■ **TEXT PASSAGE**

Dealing with Memory Latency
Supercomputers are built to solve large, computationally intensive problems.
That means that the primary storage subsystem must both be very large and have a
very high bandwidth. A fast absolute access time is also very highly
desirable, but it's been found to be easier to engineer around long latencies
than it has to engineer around a lack of storage bandwidth.
- Storage Hierarchies where one or more levels of cache memory are
associated with each processor, reduces average memory latency considerably,
by drastically reducing the latency of cache "hits" while adding little or
nothing to the latency of cache misses. Cache effects on performance are
difficult to predict and occasionally perverse, and for some time high
performance computer designers declined to use them, particularly for data
memory. Their effectiveness for general computing problems and their ubiquity
in server and workstation processors has motivated software designers to cope
with the additional complexity of generating software that takes cache
organization into consideration.
- Vector Computation may have initially been motivated by limitations
in instruction bandwidth, but vector loads and stores have a regularity that
can be exploited by multi-banked memory systems.

■ **RECORDS SHOWN**
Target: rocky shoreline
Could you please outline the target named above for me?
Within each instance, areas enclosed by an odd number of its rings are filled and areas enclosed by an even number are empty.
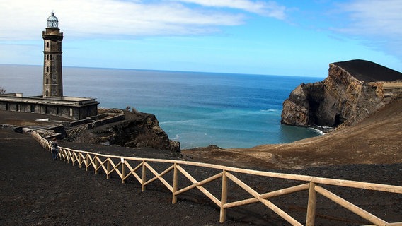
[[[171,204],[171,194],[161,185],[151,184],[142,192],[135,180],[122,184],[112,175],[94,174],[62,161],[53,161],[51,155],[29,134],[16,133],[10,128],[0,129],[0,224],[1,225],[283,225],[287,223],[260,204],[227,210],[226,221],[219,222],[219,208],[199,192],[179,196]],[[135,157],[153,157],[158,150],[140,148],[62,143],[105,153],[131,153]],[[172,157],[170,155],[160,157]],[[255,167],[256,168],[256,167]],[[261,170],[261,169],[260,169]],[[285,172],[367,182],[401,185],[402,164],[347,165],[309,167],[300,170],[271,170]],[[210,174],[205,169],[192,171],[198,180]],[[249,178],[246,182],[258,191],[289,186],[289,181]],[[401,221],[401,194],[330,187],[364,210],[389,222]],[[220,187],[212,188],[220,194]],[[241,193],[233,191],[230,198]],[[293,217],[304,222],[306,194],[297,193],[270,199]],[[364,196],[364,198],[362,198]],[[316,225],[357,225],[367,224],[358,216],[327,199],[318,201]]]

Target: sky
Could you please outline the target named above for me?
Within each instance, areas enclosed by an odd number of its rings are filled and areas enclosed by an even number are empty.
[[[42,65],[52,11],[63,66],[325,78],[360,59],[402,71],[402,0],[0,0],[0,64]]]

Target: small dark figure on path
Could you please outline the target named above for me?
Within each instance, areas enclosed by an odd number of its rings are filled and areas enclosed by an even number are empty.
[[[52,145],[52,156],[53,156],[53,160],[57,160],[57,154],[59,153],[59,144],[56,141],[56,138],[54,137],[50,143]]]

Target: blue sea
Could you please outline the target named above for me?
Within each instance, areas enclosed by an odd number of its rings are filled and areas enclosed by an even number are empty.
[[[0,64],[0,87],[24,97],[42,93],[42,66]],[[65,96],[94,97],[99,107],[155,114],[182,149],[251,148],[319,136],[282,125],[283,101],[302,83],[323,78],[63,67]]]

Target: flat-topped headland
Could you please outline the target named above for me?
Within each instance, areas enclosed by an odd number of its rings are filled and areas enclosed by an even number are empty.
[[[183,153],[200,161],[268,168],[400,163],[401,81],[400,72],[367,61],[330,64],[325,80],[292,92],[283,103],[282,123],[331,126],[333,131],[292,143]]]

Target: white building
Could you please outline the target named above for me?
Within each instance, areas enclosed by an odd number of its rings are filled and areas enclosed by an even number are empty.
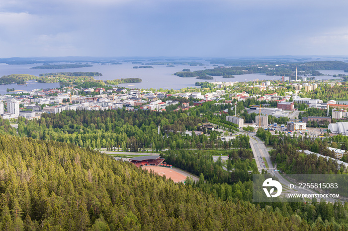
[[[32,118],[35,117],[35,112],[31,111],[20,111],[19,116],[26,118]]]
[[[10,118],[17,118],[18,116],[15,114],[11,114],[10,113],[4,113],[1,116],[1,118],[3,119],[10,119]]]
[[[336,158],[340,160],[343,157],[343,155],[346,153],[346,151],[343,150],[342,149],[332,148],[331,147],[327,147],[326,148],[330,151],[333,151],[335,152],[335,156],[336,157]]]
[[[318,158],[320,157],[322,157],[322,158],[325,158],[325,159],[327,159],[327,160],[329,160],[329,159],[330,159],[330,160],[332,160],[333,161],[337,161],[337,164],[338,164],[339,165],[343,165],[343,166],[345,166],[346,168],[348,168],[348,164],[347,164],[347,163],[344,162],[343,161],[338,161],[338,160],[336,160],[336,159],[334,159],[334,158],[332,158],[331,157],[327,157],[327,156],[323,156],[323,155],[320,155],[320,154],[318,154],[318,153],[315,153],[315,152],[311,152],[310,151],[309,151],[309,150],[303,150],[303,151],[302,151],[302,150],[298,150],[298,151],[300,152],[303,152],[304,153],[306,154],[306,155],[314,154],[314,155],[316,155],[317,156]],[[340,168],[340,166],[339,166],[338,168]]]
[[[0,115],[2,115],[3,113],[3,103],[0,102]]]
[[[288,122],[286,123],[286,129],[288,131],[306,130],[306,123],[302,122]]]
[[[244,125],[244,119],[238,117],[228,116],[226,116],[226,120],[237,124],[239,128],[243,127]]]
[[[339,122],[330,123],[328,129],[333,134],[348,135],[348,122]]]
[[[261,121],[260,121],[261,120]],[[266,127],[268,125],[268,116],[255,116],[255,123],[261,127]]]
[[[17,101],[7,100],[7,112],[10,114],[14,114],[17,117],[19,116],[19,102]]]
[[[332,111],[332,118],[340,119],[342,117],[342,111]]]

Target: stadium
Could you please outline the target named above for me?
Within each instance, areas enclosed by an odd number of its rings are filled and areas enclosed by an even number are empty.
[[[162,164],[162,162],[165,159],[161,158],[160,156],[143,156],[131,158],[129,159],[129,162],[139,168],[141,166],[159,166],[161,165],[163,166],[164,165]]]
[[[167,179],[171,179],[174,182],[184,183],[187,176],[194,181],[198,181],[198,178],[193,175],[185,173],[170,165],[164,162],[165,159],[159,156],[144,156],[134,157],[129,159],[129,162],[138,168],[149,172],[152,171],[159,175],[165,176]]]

■ **WHAT YOU NEED TO DO**
Translate this sentence from the memory latency text above into Spanish: "Cache effects on performance are difficult to predict and occasionally perverse, and for some time high performance computer designers declined to use them, particularly for data memory."

■ **THE REPLY**
Los efectos de la caché en el rendimiento son difíciles de predecir y ocasionalmente perversos, y durante algún tiempo los diseñadores de computadoras de alto rendimiento se negaron a usarlas, en particular para la memoria de datos.